■ Task: Report how many lines in the data below hold the string "point". Nothing else should appear in the answer.

■ Data for review:
━━━

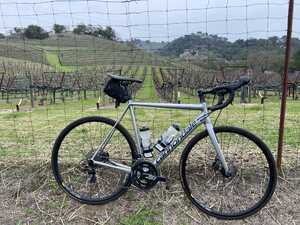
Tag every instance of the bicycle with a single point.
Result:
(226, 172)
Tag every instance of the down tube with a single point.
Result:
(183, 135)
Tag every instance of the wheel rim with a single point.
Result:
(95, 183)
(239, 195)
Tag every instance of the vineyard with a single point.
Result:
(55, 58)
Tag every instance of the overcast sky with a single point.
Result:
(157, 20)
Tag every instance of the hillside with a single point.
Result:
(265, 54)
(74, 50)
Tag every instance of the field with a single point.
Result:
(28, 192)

━━━

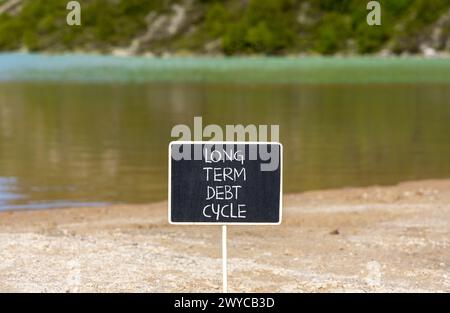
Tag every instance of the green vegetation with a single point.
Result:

━━━

■ Response to the exercise: 8